- [Task details]
Transcribe the records that follow, preserving every word.

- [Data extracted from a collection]
_ _ _ _ _ _ _

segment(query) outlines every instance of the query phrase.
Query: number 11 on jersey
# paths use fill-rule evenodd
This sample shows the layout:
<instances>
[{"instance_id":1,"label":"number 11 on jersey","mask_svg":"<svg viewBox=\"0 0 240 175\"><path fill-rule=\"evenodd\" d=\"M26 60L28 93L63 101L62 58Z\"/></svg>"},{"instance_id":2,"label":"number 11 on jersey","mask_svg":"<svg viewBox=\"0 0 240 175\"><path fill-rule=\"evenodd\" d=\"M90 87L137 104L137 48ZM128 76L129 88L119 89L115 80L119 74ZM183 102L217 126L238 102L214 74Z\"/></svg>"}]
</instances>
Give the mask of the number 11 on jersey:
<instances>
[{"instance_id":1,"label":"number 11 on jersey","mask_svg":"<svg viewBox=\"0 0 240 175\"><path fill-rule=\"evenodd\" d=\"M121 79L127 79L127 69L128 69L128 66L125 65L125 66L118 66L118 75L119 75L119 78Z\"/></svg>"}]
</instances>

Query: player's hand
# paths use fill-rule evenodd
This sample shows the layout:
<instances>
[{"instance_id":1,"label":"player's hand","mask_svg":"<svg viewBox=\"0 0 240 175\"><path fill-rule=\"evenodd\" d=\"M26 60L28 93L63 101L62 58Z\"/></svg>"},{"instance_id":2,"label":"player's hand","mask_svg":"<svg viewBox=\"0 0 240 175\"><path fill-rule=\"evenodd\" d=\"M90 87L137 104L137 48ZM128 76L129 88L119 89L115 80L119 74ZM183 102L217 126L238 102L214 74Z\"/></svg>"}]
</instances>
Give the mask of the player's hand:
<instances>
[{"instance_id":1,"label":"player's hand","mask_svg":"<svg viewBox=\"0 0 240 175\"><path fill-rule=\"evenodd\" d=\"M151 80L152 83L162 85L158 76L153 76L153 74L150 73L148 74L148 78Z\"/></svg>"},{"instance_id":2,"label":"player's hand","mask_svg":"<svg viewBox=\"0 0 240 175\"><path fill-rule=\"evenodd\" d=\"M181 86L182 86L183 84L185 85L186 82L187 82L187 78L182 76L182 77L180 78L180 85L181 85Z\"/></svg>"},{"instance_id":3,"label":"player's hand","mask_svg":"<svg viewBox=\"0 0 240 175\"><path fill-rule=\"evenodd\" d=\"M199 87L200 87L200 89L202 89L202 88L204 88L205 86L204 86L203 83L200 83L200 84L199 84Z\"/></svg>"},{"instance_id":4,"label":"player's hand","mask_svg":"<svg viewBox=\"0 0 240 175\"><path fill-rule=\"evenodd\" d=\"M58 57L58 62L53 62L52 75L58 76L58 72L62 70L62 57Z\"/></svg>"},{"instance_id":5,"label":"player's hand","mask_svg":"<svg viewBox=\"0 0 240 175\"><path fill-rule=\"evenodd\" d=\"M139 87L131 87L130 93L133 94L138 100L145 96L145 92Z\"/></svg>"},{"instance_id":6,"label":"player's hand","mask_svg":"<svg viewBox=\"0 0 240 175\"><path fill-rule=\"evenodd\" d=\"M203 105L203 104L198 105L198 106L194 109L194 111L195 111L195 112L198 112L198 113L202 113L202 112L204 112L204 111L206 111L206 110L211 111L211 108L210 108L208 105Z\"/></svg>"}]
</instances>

_ _ _ _ _ _ _

- [Solution to this problem]
segment(query) outlines every instance of the query phrase.
Query: number 11 on jersey
# paths use fill-rule evenodd
This sample shows the layout:
<instances>
[{"instance_id":1,"label":"number 11 on jersey","mask_svg":"<svg viewBox=\"0 0 240 175\"><path fill-rule=\"evenodd\" d=\"M26 60L28 93L63 101L62 58Z\"/></svg>"},{"instance_id":2,"label":"number 11 on jersey","mask_svg":"<svg viewBox=\"0 0 240 175\"><path fill-rule=\"evenodd\" d=\"M90 87L137 104L137 48ZM128 76L129 88L119 89L115 80L119 74ZM183 102L217 126L238 102L214 74Z\"/></svg>"}]
</instances>
Give the mask of the number 11 on jersey:
<instances>
[{"instance_id":1,"label":"number 11 on jersey","mask_svg":"<svg viewBox=\"0 0 240 175\"><path fill-rule=\"evenodd\" d=\"M121 79L127 79L127 69L128 69L128 66L125 65L125 66L118 66L118 75L119 75L119 78Z\"/></svg>"}]
</instances>

Query: player's hand
# paths use fill-rule evenodd
This sample shows the layout:
<instances>
[{"instance_id":1,"label":"player's hand","mask_svg":"<svg viewBox=\"0 0 240 175\"><path fill-rule=\"evenodd\" d=\"M26 60L28 93L63 101L62 58Z\"/></svg>"},{"instance_id":2,"label":"player's hand","mask_svg":"<svg viewBox=\"0 0 240 175\"><path fill-rule=\"evenodd\" d=\"M90 87L137 104L137 48ZM128 76L129 88L119 89L115 80L119 74ZM183 102L217 126L238 102L214 74Z\"/></svg>"}]
</instances>
Give the mask of the player's hand:
<instances>
[{"instance_id":1,"label":"player's hand","mask_svg":"<svg viewBox=\"0 0 240 175\"><path fill-rule=\"evenodd\" d=\"M151 80L152 83L162 85L158 76L153 76L153 74L150 73L148 74L148 78Z\"/></svg>"},{"instance_id":2,"label":"player's hand","mask_svg":"<svg viewBox=\"0 0 240 175\"><path fill-rule=\"evenodd\" d=\"M181 86L182 86L183 84L185 85L186 82L187 82L187 78L182 76L182 77L180 78L180 85L181 85Z\"/></svg>"},{"instance_id":3,"label":"player's hand","mask_svg":"<svg viewBox=\"0 0 240 175\"><path fill-rule=\"evenodd\" d=\"M199 87L200 87L200 89L202 89L202 88L204 88L205 86L204 86L203 83L200 83L200 84L199 84Z\"/></svg>"},{"instance_id":4,"label":"player's hand","mask_svg":"<svg viewBox=\"0 0 240 175\"><path fill-rule=\"evenodd\" d=\"M58 57L58 62L53 62L52 75L58 76L58 72L62 70L62 57Z\"/></svg>"},{"instance_id":5,"label":"player's hand","mask_svg":"<svg viewBox=\"0 0 240 175\"><path fill-rule=\"evenodd\" d=\"M139 87L131 87L130 93L133 94L138 100L145 96L145 92Z\"/></svg>"},{"instance_id":6,"label":"player's hand","mask_svg":"<svg viewBox=\"0 0 240 175\"><path fill-rule=\"evenodd\" d=\"M203 105L203 104L198 105L198 106L194 109L194 111L195 111L195 112L198 112L198 113L202 113L202 112L204 112L204 111L206 111L206 110L211 111L211 108L210 108L208 105Z\"/></svg>"}]
</instances>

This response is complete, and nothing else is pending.